## DATA SECTION
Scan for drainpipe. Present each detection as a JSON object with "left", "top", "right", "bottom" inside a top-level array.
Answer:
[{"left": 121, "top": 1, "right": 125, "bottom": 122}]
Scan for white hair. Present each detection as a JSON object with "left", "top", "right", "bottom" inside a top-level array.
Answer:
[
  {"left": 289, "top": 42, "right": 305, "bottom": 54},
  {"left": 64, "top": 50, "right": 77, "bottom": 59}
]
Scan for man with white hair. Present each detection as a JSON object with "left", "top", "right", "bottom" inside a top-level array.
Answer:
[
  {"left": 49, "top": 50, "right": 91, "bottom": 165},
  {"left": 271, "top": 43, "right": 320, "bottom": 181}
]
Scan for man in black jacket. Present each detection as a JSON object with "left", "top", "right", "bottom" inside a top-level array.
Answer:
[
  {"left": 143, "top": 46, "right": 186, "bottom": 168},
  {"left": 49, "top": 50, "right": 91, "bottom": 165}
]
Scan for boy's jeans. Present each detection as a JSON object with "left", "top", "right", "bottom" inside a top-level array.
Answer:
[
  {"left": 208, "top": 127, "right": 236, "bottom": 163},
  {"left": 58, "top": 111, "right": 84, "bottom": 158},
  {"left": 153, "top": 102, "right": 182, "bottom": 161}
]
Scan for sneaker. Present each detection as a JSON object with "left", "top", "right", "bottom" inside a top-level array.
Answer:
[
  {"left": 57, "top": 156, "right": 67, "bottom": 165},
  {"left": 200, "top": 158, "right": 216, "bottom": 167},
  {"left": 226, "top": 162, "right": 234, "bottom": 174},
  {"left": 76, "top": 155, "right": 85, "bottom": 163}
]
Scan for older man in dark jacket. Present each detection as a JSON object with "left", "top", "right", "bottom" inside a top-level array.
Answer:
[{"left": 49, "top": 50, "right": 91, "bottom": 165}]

## WHAT YOU HAVE TO DO
Line by line, repeat the listing exactly as written.

## EXERCISE ANSWER
Scan for drainpipe. Present each detection as a JSON object with "left", "top", "right", "bottom" inside a top-level array.
Answer:
[{"left": 121, "top": 1, "right": 125, "bottom": 122}]
Scan for white hair. Present each detection as a JSON object with "left", "top", "right", "bottom" inside a top-level array.
Answer:
[
  {"left": 289, "top": 42, "right": 305, "bottom": 54},
  {"left": 64, "top": 50, "right": 77, "bottom": 59}
]
Scan for man with white hair. Present each detection as a JSON object with "left", "top", "right", "bottom" inside a top-level array.
Answer:
[
  {"left": 49, "top": 50, "right": 91, "bottom": 165},
  {"left": 271, "top": 43, "right": 320, "bottom": 181}
]
Scan for man in black jacket. Present each detection as a JSON object with "left", "top", "right", "bottom" inside a top-level array.
Answer:
[
  {"left": 143, "top": 46, "right": 186, "bottom": 168},
  {"left": 49, "top": 50, "right": 91, "bottom": 165}
]
Scan for boy's jeans. Present each detection as a JSON object with "left", "top", "right", "bottom" inside a top-level array.
Answer:
[
  {"left": 208, "top": 127, "right": 236, "bottom": 163},
  {"left": 58, "top": 111, "right": 84, "bottom": 158},
  {"left": 153, "top": 102, "right": 182, "bottom": 161}
]
Scan for sneaker. Present each detection as a JSON object with "left", "top", "right", "bottom" inside a top-level array.
Answer:
[
  {"left": 57, "top": 156, "right": 67, "bottom": 165},
  {"left": 200, "top": 158, "right": 216, "bottom": 167},
  {"left": 226, "top": 162, "right": 234, "bottom": 174},
  {"left": 76, "top": 155, "right": 85, "bottom": 163}
]
Scan for older man in dark jacket. Present each detection as a JSON object with "left", "top", "right", "bottom" inside a top-level array.
Answer:
[{"left": 49, "top": 50, "right": 91, "bottom": 165}]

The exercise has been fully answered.